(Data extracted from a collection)
──────────
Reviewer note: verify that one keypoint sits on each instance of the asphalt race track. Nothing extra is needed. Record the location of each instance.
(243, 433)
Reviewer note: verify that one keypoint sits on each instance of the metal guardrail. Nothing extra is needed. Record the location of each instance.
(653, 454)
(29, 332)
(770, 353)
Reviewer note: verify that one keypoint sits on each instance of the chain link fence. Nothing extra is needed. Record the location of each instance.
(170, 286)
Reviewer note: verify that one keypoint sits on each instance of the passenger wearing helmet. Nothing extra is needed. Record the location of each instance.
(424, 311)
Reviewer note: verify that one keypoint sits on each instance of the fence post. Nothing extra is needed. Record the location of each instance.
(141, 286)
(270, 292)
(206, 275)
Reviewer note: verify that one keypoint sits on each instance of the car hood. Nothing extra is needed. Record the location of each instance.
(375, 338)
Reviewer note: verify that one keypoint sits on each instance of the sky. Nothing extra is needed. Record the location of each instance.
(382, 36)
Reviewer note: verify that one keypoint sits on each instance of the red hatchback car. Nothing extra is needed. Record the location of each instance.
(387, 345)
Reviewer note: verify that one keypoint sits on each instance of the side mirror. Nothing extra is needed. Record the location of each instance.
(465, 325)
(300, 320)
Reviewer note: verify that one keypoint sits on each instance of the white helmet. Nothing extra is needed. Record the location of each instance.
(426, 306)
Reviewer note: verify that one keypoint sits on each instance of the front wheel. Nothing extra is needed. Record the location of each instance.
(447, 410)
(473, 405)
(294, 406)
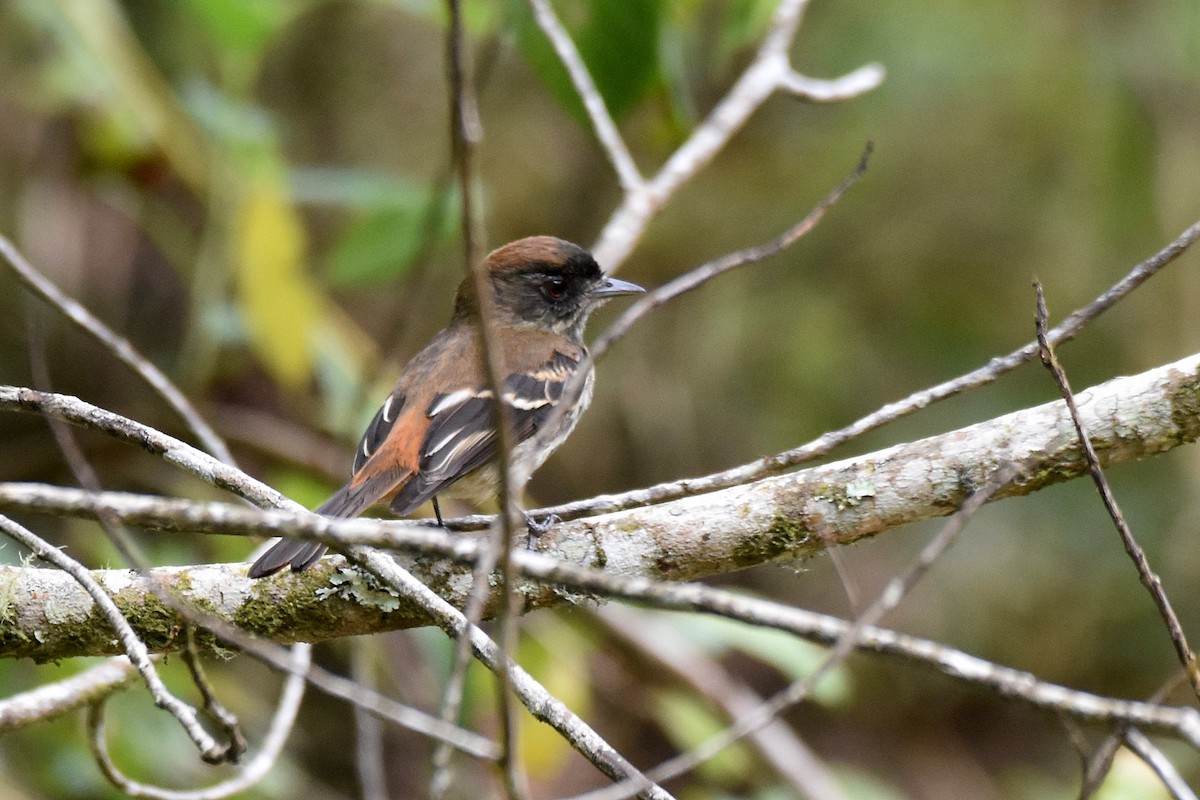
──────────
● EXERCISE
From the line that contains "of the front" to the last line of the data above, inclusive, transcribe every line exactly and only those lines, omitting pictures.

● SOLUTION FOR THIS TASK
Reviewer note: verify that one keypoint sits on each instance of the front wheel. Nothing extra is needed. Record the location of each instance.
(447, 410)
(473, 405)
(294, 406)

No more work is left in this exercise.